### Given data:
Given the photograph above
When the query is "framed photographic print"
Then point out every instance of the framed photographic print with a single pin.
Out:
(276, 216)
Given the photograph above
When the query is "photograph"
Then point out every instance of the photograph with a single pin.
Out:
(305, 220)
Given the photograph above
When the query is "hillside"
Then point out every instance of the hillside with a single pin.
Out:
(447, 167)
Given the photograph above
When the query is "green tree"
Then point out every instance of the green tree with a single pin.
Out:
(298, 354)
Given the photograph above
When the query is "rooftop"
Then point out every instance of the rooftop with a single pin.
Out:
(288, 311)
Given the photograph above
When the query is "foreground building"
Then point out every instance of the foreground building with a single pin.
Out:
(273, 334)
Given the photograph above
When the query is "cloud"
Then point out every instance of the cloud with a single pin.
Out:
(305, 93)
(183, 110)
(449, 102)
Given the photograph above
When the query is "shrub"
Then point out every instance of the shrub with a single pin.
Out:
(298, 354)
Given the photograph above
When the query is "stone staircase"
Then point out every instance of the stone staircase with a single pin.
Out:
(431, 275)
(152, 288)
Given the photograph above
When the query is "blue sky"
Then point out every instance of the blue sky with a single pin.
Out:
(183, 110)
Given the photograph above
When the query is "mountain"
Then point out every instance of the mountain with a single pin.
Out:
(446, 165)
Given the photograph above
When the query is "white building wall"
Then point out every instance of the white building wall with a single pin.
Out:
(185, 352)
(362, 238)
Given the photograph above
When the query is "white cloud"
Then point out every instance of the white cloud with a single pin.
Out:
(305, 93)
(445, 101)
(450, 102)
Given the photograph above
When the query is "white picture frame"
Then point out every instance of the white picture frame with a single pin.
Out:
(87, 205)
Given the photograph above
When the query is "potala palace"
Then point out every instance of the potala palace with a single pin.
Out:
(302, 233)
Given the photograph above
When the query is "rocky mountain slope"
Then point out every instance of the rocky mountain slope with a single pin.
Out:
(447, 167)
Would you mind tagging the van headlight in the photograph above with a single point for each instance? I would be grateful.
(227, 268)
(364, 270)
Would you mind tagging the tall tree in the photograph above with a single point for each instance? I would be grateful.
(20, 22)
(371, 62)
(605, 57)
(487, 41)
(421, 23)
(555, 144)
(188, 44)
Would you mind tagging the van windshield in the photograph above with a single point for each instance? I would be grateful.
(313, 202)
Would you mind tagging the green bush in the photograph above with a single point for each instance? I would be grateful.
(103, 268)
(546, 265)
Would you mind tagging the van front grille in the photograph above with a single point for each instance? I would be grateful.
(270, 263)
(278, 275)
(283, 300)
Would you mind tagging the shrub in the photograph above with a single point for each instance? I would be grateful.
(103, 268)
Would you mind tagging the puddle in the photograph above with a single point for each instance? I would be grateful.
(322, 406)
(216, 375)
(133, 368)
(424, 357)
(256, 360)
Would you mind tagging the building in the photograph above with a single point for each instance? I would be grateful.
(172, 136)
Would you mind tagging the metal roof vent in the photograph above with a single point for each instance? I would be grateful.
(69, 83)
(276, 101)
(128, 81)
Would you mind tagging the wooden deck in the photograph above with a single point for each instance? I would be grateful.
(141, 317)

### Prompt:
Each line of the data needs to be repeated exactly.

### Response for this exercise:
Given the photograph above
When the query is "framed photographic print"
Then point out every instance of the framed photographic print with a single pin.
Out:
(276, 216)
Given the photograph above
When the query is "photograph"
Then point out every instance of the photograph with a single pin.
Out:
(305, 220)
Given the photograph above
When the query is "hillside"
Then point out every instance of the hillside with a single pin.
Out:
(447, 167)
Given the photograph above
When the query is "green tree"
Then point out every instance of the green tree with a single pin.
Out:
(298, 354)
Given the photograph above
When the query is "rooftop"
Then point out every instance of the rooftop with a single pin.
Out:
(288, 311)
Given the photograph above
When the query is "foreground building"
Then point out every instance of the foreground building with a single pin.
Out:
(273, 334)
Given the photograph above
When the query is "cloud"
Then point out every instance of the cloud with a single pin.
Out:
(305, 93)
(183, 110)
(449, 102)
Given the photograph above
When the query is "shrub"
Then point out every instance of the shrub with a single pin.
Out:
(298, 354)
Given the photograph above
When the query is "stone staircase"
Then point out every instance of the stone staircase with a single pin.
Out:
(431, 275)
(152, 288)
Given the photograph above
When the query is "blue sky"
Then point out every instance of the blue sky with a single pin.
Out:
(183, 110)
Given the photograph above
When the query is "mountain"
Then point out every instance of the mountain with a single pin.
Out:
(446, 165)
Given the photograph above
When the query is "white building wall"
Then point out every instance of the white building wall with a single pin.
Out:
(185, 352)
(362, 238)
Given the photograph above
When the query is "white cloud"
Then point out every instance of the white cloud with a single pin.
Out:
(305, 93)
(445, 101)
(450, 102)
Given the photograph above
When the query is "white picture frame"
Then point out every instance of the white picture frame with a single pin.
Out:
(87, 205)
Given the photograph above
When the query is "potala palace"
Then point out every instance of the potala palace with a single pin.
Out:
(302, 233)
Given the photograph above
When the query is "rocky mountain slope"
Then point out every instance of the rocky mountain slope with a single pin.
Out:
(447, 167)
Would you mind tagging the van headlight in the photograph above with a single point for each instance? I would be grateful.
(227, 268)
(364, 270)
Would you mind tagging the tall tree in the photograph above with a single point for each instance? I would be grateful.
(20, 22)
(371, 62)
(605, 57)
(487, 41)
(421, 23)
(555, 144)
(188, 44)
Would you mind tagging the van windshield in the photograph above with a single point for each instance? I would be grateful.
(313, 202)
Would you mind tagging the green bush in the photograph above with a single point for each instance? I would be grateful.
(103, 268)
(546, 265)
Would you mind tagging the van front grille in the photograph above with a single point for each instance? I would be grateful.
(270, 263)
(278, 275)
(283, 300)
Would you mind tagging the shrub in the photograph above with a single point for each instance? I would be grateful.
(103, 268)
Would you mind tagging the puddle in the photograph above with a single point for each instance? I would be grateful.
(322, 406)
(216, 375)
(133, 368)
(424, 357)
(256, 360)
Would you mind tagging the building in the photograph above with a single point for each instance? I would be grateful.
(172, 136)
Would you mind tagging the metal roof vent in the photograph above with a single point for each instance? I would be grateful.
(69, 83)
(276, 101)
(128, 81)
Would you mind tagging the wooden deck in the photograph above with a single point for each instance? I would be grateful.
(141, 317)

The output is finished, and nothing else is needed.